(Exercise description)
Rewrite the entries as a two-column CSV with the headers text and answer, one row per entry, starting at the line containing "Circle fabric fold." and ending at the line containing "[531,155,590,184]". Enclose each field in double quotes and turn any line breaks inside a field into spaces.

(Entries for bounding box labeling)
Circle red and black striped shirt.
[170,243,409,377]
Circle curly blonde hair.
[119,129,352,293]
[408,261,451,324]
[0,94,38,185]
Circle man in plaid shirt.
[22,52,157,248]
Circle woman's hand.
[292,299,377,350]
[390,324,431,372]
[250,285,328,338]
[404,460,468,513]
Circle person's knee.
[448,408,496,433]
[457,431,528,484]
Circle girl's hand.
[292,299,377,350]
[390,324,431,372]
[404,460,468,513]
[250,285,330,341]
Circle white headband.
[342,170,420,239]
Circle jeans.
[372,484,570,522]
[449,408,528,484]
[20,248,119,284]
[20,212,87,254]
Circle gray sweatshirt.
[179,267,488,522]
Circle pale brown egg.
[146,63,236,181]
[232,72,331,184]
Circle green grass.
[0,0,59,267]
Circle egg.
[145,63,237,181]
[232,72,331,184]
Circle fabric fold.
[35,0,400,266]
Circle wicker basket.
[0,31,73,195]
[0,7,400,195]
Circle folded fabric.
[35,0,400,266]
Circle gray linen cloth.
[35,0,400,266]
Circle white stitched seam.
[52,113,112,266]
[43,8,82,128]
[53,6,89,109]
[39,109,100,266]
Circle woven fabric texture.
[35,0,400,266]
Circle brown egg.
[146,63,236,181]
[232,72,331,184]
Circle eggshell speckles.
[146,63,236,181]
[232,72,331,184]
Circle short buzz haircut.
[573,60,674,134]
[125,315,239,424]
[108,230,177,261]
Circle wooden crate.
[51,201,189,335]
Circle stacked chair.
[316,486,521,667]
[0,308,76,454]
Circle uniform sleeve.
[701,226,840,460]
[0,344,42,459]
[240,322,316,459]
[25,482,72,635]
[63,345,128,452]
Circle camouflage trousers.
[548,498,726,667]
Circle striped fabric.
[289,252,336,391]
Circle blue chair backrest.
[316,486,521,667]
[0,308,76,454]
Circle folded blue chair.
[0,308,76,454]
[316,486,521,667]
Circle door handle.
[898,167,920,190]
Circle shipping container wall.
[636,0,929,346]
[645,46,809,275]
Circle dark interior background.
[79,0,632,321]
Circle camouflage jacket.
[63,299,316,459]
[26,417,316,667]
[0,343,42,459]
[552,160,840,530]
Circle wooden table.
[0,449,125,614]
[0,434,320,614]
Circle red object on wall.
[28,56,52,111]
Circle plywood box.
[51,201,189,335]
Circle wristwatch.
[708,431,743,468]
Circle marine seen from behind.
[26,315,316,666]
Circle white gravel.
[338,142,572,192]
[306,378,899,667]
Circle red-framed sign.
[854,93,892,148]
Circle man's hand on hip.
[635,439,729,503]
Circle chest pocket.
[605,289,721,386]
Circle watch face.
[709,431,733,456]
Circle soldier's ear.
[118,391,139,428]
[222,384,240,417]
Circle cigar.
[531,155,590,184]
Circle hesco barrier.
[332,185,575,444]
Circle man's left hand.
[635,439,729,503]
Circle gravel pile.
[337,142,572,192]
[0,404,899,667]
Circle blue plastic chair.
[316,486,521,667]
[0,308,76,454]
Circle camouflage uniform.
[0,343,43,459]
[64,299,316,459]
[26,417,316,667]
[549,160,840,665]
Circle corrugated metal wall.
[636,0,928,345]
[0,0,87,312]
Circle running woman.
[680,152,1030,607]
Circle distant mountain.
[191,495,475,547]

(Result of this exercise)
text,answer
"Circle fabric fold.","[35,0,400,266]"
"Circle wicker basket.","[0,31,73,195] [0,7,400,195]"
"Circle folded fabric.","[35,0,400,266]"
"Circle gray linen cloth.","[35,0,400,266]"
"Circle white stitched seam.","[52,113,112,266] [43,8,82,128] [53,6,89,109] [39,109,100,266]"
"Circle woven fabric texture.","[35,0,400,266]"
"Circle brown egg.","[146,63,236,181] [232,72,331,184]"
"Circle eggshell speckles.","[146,63,236,181] [232,72,331,184]"
"Circle short buzz haircut.","[573,60,674,134] [125,315,239,424] [108,230,177,261]"
"Circle wooden crate.","[51,201,189,335]"
"Circle stacked chair.","[316,486,521,667] [0,308,76,454]"
"Circle uniform sleeve.","[701,226,840,460] [0,344,42,459] [240,322,316,459] [25,482,72,635] [63,345,128,452]"
"Circle camouflage trousers.","[548,498,726,667]"
"Circle striped fabric.","[289,252,336,391]"
"Circle blue chair backrest.","[316,486,521,667] [0,308,76,454]"
"Circle folded blue chair.","[0,308,76,454] [316,486,521,667]"
"Circle door handle.","[898,167,920,190]"
"Circle shipping container wall.","[636,0,929,346] [645,46,809,275]"
"Circle dark interior background.","[79,0,632,321]"
"Circle camouflage jacket.","[63,299,316,459] [26,417,316,667] [0,343,42,459] [552,160,840,530]"
"Circle wooden table.","[0,449,125,614] [0,434,320,614]"
"Circle red object on wall.","[28,56,52,111]"
"Circle plywood box.","[51,201,189,335]"
"Circle wristwatch.","[708,431,743,468]"
"Circle marine seen from behind.","[26,315,316,666]"
"Circle white gravel.","[338,142,572,192] [306,378,899,667]"
"Circle red-framed sign.","[854,93,892,148]"
"Circle man's hand on hip.","[635,439,729,503]"
"Circle chest pocket.","[605,289,721,386]"
"Circle watch face.","[709,431,733,456]"
"Circle soldier's ear.","[118,391,139,428] [222,384,240,417]"
"Circle cigar.","[531,155,590,184]"